[RECORDS TO USE — start]

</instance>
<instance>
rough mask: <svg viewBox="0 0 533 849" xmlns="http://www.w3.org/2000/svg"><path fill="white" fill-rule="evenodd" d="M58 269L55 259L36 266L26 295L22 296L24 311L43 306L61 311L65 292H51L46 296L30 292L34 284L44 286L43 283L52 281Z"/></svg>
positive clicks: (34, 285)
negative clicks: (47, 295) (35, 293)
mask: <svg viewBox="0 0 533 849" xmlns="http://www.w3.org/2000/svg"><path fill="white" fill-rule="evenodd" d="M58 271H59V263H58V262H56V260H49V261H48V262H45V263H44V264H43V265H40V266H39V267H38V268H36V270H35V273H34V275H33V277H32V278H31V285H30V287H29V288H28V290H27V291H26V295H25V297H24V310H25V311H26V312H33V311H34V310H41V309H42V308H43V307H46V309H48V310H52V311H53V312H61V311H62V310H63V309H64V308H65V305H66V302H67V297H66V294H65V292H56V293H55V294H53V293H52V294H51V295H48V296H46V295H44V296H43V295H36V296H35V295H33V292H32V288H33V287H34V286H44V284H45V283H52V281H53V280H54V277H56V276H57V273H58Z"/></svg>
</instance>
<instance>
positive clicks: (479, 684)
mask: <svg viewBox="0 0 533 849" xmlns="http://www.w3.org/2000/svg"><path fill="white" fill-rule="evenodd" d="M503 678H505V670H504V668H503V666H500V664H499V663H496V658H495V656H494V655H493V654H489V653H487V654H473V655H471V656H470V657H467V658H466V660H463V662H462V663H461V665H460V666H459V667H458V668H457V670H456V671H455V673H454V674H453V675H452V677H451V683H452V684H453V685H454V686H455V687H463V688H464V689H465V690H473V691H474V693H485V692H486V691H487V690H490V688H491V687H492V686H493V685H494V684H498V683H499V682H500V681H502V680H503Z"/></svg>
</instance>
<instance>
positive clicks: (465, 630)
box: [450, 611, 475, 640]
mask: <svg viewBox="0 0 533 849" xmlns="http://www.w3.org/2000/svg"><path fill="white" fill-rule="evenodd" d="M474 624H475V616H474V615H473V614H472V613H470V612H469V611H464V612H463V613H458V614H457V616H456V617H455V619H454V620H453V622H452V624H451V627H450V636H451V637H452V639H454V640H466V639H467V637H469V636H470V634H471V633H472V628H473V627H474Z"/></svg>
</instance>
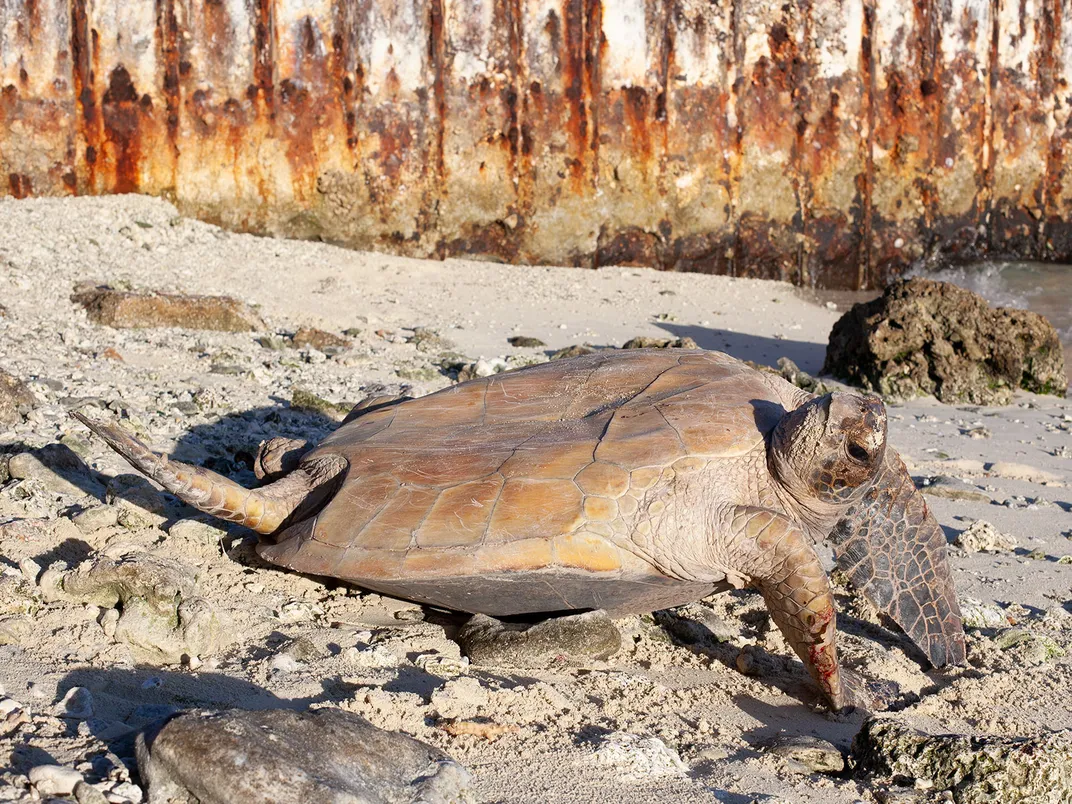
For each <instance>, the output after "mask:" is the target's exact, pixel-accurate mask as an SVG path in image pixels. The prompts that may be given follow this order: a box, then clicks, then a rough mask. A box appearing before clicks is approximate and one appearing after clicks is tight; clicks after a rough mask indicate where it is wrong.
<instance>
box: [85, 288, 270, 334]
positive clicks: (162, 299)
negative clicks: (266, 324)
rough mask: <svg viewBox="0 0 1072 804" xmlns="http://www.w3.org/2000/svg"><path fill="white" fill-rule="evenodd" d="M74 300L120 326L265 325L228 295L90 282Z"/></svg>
mask: <svg viewBox="0 0 1072 804" xmlns="http://www.w3.org/2000/svg"><path fill="white" fill-rule="evenodd" d="M71 301H74V302H75V303H78V304H81V306H83V307H84V308H85V309H86V314H87V315H88V316H89V319H90V321H91V322H93V323H94V324H101V325H103V326H106V327H115V328H118V329H128V328H135V329H139V328H151V327H180V328H182V329H212V330H219V331H223V332H250V331H253V330H258V329H264V328H265V323H264V321H263V319H262V318H260V316H259V315H257V314H256V313H255V312H254V311H253V309H252V308H250V307H249V306H248V304H245V303H243V302H241V301H239V300H238V299H233V298H230V297H229V296H193V295H188V294H168V293H154V292H151V291H148V292H138V293H135V292H132V291H118V289H116V288H113V287H108V286H107V285H94V284H92V283H88V284H80V285H78V286H76V287H75V292H74V294H73V295H72V296H71Z"/></svg>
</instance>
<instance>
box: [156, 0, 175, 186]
mask: <svg viewBox="0 0 1072 804" xmlns="http://www.w3.org/2000/svg"><path fill="white" fill-rule="evenodd" d="M175 3H176V0H157V30H158V32H159V33H160V53H161V62H162V63H163V78H164V80H163V89H164V105H165V111H166V114H167V119H166V120H165V128H166V131H167V147H168V149H169V150H170V163H172V164H170V188H172V191H173V192H174V191H175V190H176V189H177V187H178V167H179V114H180V108H179V103H180V101H179V42H178V27H179V26H178V20H177V18H176V16H175Z"/></svg>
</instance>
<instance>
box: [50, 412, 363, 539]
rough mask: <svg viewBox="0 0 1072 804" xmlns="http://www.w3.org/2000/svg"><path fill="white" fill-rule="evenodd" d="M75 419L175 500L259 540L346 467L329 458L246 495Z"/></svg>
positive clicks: (208, 474) (108, 431)
mask: <svg viewBox="0 0 1072 804" xmlns="http://www.w3.org/2000/svg"><path fill="white" fill-rule="evenodd" d="M71 416H73V417H74V418H76V419H77V420H78V421H80V422H81V423H83V425H85V426H86V427H88V428H89V429H90V430H91V431H92V432H93V433H95V434H96V435H99V436H101V438H103V440H104V441H105V442H106V443H107V444H108V446H109V447H111V448H113V449H114V450H116V451H117V452H118V453H119V455H121V456H122V457H123V458H124V459H125V460H126V462H128V463H130V464H131V465H132V466H133V467H134V468H136V470H137V471H138V472H140V473H142V474H144V475H147V476H148V477H151V478H152V479H153V480H155V481H157V482H159V483H160V485H161V486H163V487H164V489H166V490H167V491H169V492H170V493H172V494H175V496H177V497H178V498H179V500H181V501H182V502H183V503H187V504H188V505H192V506H193V507H194V508H197V509H198V510H202V511H205V512H206V513H211V515H212V516H213V517H219V518H220V519H225V520H227V521H229V522H238V523H240V524H243V525H245V526H247V527H250V528H252V530H253V531H256V532H257V533H259V534H265V535H268V534H272V533H276V532H277V531H279V530H280V528H281V527H284V526H285V525H287V524H291V523H292V522H294V521H295V520H296V519H297V518H299V517H300V516H301V515H303V513H304V512H306V511H307V510H309V508H310V507H311V505H312V504H313V503H314V502H316V501H317V500H319V498H321V497H323V496H324V491H326V490H327V489H328V488H330V487H329V486H328V481H329V480H331V479H333V478H334V477H337V476H338V475H340V474H341V473H342V471H343V470H344V468H345V466H346V461H345V460H343V459H342V458H336V457H334V456H325V457H323V458H321V459H319V460H318V461H316V462H315V463H311V464H309V465H302V466H299V467H298V468H296V470H295V471H293V472H291V473H289V474H288V475H286V476H284V477H282V478H280V479H279V480H277V481H276V482H273V483H269V485H268V486H264V487H262V488H259V489H247V488H244V487H243V486H239V485H238V483H236V482H234V481H233V480H228V479H227V478H226V477H223V476H222V475H218V474H217V473H214V472H211V471H209V470H207V468H204V467H202V466H191V465H189V464H187V463H181V462H179V461H170V460H168V459H167V458H166V457H163V456H158V455H157V453H154V452H153V451H152V450H150V449H149V448H148V447H147V446H146V445H145V444H143V443H142V442H139V441H138V440H137V438H135V437H134V436H133V435H131V434H130V433H126V432H125V431H123V430H121V429H120V428H119V427H117V426H116V425H109V423H104V422H98V421H93V420H92V419H90V418H88V417H87V416H85V415H83V414H80V413H78V412H77V411H72V412H71Z"/></svg>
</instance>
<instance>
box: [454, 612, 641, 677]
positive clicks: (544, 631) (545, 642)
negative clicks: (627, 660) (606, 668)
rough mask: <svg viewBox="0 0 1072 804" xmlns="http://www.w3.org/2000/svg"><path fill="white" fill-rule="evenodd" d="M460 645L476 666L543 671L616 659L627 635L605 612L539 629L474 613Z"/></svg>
mask: <svg viewBox="0 0 1072 804" xmlns="http://www.w3.org/2000/svg"><path fill="white" fill-rule="evenodd" d="M458 643H459V644H460V645H461V647H462V653H464V654H465V655H466V656H467V657H468V659H470V661H472V662H473V664H474V665H486V666H492V667H527V668H539V667H550V666H553V665H556V664H561V662H563V661H565V662H567V664H568V662H569V661H570V660H571V659H574V660H576V659H605V658H608V657H610V656H613V655H614V654H615V653H617V652H619V650H621V647H622V635H621V632H620V631H619V630H617V627H616V626H615V625H614V623H613V622H611V619H610V617H609V616H608V615H607V613H606V612H602V611H589V612H584V613H583V614H572V615H569V616H561V617H553V619H551V620H545V621H544V622H541V623H537V624H535V625H522V624H515V623H503V622H501V621H498V620H495V619H494V617H490V616H488V615H487V614H475V615H473V616H472V617H471V619H470V620H468V621H467V622H466V623H465V625H463V626H462V627H461V630H460V631H459V632H458Z"/></svg>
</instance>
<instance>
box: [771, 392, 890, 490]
mask: <svg viewBox="0 0 1072 804" xmlns="http://www.w3.org/2000/svg"><path fill="white" fill-rule="evenodd" d="M884 455H885V407H884V406H883V405H882V402H881V401H880V400H879V399H878V398H877V397H864V396H861V394H858V393H842V392H834V393H828V394H825V396H823V397H816V398H815V399H812V400H809V401H808V402H805V403H804V404H803V405H801V406H800V407H798V408H796V410H795V411H790V412H789V413H787V414H786V415H785V416H783V417H781V420H780V421H779V422H778V425H777V427H776V428H775V429H774V434H773V437H772V438H771V447H770V452H769V460H770V463H771V468H772V470H773V472H774V474H775V476H776V477H777V479H778V480H779V481H780V482H781V485H783V486H784V487H786V488H787V489H788V490H789V492H790V493H791V494H792V495H793V497H795V498H796V500H798V502H800V503H801V504H803V505H804V506H805V507H806V508H812V507H815V503H816V502H821V503H822V504H824V505H823V506H821V507H827V506H830V505H834V506H842V505H847V504H849V503H851V502H852V501H853V500H855V498H857V497H859V496H860V494H861V493H862V492H863V490H864V489H865V488H866V487H867V486H868V485H869V483H870V482H872V480H874V479H875V477H876V476H877V475H878V473H879V470H880V468H881V466H882V459H883V457H884Z"/></svg>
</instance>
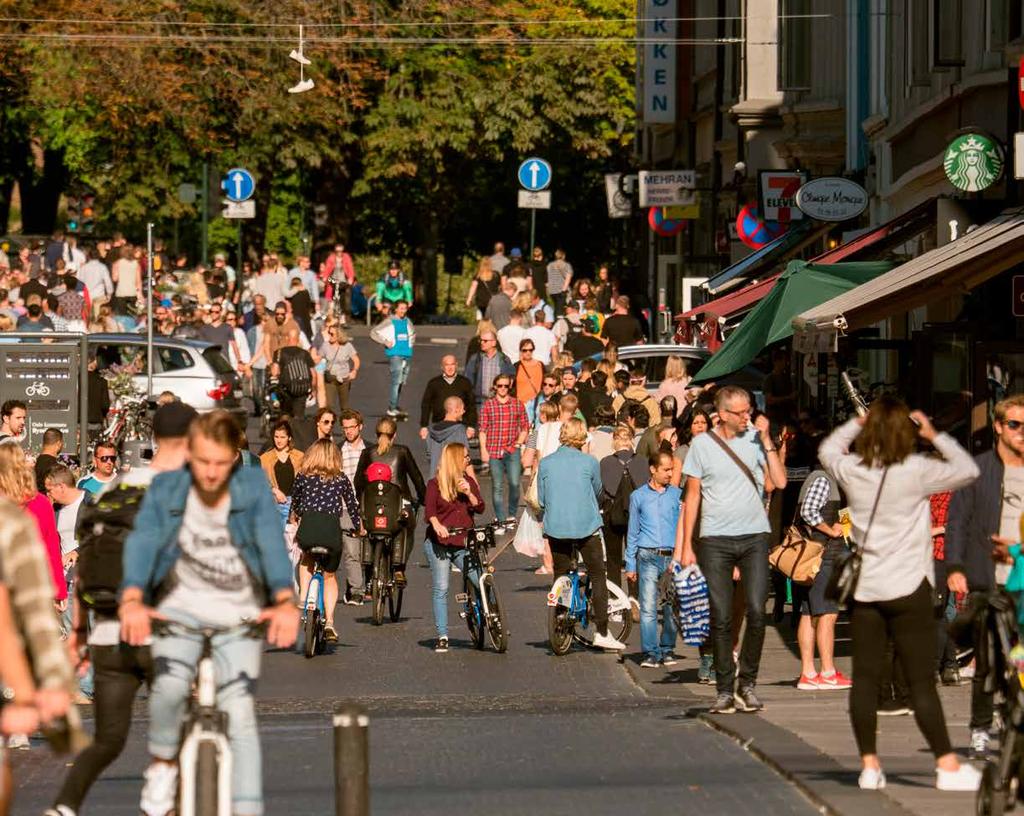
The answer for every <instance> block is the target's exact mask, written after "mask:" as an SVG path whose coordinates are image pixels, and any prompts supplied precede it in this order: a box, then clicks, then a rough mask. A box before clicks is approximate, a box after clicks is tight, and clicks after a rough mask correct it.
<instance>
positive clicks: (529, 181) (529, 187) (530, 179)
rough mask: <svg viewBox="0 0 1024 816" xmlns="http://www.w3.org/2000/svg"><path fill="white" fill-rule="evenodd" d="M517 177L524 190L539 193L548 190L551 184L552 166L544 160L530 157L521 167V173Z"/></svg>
mask: <svg viewBox="0 0 1024 816" xmlns="http://www.w3.org/2000/svg"><path fill="white" fill-rule="evenodd" d="M516 175H517V176H518V178H519V183H520V184H521V185H522V187H523V189H528V190H529V191H530V192H537V191H538V190H542V189H547V187H548V185H549V184H550V183H551V165H550V164H548V163H547V162H546V161H544V160H543V159H538V158H536V157H530V158H529V159H527V160H526V161H525V162H523V163H522V164H521V165H519V172H518V173H517V174H516Z"/></svg>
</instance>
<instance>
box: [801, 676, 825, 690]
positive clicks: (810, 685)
mask: <svg viewBox="0 0 1024 816" xmlns="http://www.w3.org/2000/svg"><path fill="white" fill-rule="evenodd" d="M820 679H821V676H820V675H814V676H813V677H808V676H807V675H801V676H800V680H798V681H797V688H799V689H800V690H801V691H817V690H818V688H819V686H818V682H819V681H820Z"/></svg>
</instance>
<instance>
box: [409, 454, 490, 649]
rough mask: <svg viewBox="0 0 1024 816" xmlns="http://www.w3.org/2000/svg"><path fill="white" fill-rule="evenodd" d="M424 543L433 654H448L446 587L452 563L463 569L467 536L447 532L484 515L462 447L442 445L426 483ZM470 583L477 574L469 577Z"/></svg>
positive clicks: (471, 525) (452, 563)
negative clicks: (425, 537)
mask: <svg viewBox="0 0 1024 816" xmlns="http://www.w3.org/2000/svg"><path fill="white" fill-rule="evenodd" d="M425 507H426V510H425V513H426V517H427V540H426V541H425V542H424V543H423V549H424V550H425V551H426V554H427V561H429V562H430V574H431V576H432V578H433V594H432V598H433V609H434V628H435V629H436V630H437V643H436V644H435V645H434V651H436V652H446V651H447V588H449V579H450V577H451V575H452V567H451V564H455V565H456V566H457V567H458V568H459V569H464V568H465V560H466V533H465V532H461V533H458V534H456V535H452V534H450V533H449V528H451V527H471V526H472V525H473V516H475V515H476V514H478V513H482V512H483V499H482V498H481V496H480V485H479V484H477V483H476V479H474V478H473V476H472V473H471V471H470V459H469V450H468V449H467V448H466V446H465V445H463V444H459V443H458V442H457V443H455V444H449V445H444V448H443V449H442V450H441V456H440V464H439V465H438V466H437V473H436V474H435V475H434V477H433V478H432V479H431V480H430V481H428V482H427V503H426V506H425ZM469 578H470V579H471V581H473V582H478V581H479V579H480V576H479V575H470V576H469Z"/></svg>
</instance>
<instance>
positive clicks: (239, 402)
mask: <svg viewBox="0 0 1024 816" xmlns="http://www.w3.org/2000/svg"><path fill="white" fill-rule="evenodd" d="M89 353H90V355H95V357H96V359H97V361H98V368H99V370H100V371H103V370H108V369H110V368H111V367H112V366H123V364H126V363H129V362H135V361H138V362H140V364H141V369H142V370H143V371H144V369H145V337H143V336H141V335H137V334H95V335H89ZM132 380H133V382H134V383H135V385H136V387H137V388H138V389H139V390H140V391H142V392H143V393H144V392H145V386H146V376H145V374H144V373H143V374H140V375H136V376H135V377H133V378H132ZM164 391H171V392H173V393H174V394H175V395H177V397H178V398H179V399H180V400H181V401H182V402H185V403H187V404H189V405H191V406H193V407H194V409H196V410H197V411H198V412H200V413H205V412H208V411H213V410H215V409H224V410H226V411H229V412H231V413H232V414H236V415H239V416H245V415H246V409H245V407H244V406H243V404H242V384H241V382H240V380H239V377H238V374H237V373H236V371H234V369H233V368H231V364H230V362H228V361H227V357H226V356H225V355H224V353H223V351H222V350H221V348H220V346H218V345H215V344H213V343H207V342H205V341H203V340H183V339H180V338H176V337H159V338H157V337H155V338H154V339H153V390H152V391H151V392H150V398H151V399H156V398H157V397H158V396H160V395H161V394H162V393H163V392H164Z"/></svg>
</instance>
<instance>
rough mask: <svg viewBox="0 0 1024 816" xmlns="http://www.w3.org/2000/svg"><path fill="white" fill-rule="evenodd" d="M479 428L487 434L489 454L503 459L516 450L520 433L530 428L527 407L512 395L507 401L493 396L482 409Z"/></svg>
mask: <svg viewBox="0 0 1024 816" xmlns="http://www.w3.org/2000/svg"><path fill="white" fill-rule="evenodd" d="M479 429H480V433H482V434H484V435H485V436H486V443H487V454H489V455H490V456H492V457H494V458H495V459H501V458H502V457H504V456H505V455H506V454H511V453H512V452H514V450H515V449H516V444H517V441H518V439H519V435H520V434H521V433H523V432H524V431H528V430H529V420H528V419H526V409H524V407H523V404H522V402H520V401H519V400H518V399H515V398H512V397H510V398H509V399H507V400H506V401H505V402H501V401H500V400H499V399H498V397H492V398H490V399H488V400H487V401H486V402H484V403H483V407H482V409H480V421H479Z"/></svg>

[RECORDS TO USE — finish]

> [EXERCISE GOAL]:
Return every line of the data above that contains the string "tight".

> [THE ANSWER]:
For each <instance>, the output after "mask:" is the target's exact, pixel-accurate mask as an SVG path in image pixels. The prompts that may be given follow this order: a box, then clicks, then a rough mask. A box appearing before clicks is approximate and one appearing after clicks is tight; clicks after a rough mask indicate where it is wrong.
The answer for every <instance> block is the target's exact mask, written after "mask:" as an SVG path whose coordinates are image pixels, and any prompts supplied precede it in this order: a box, then clicks, then a rough mask. A box before clicks is approximate, a box after clicks is tight, and clicks after a rough mask correct it.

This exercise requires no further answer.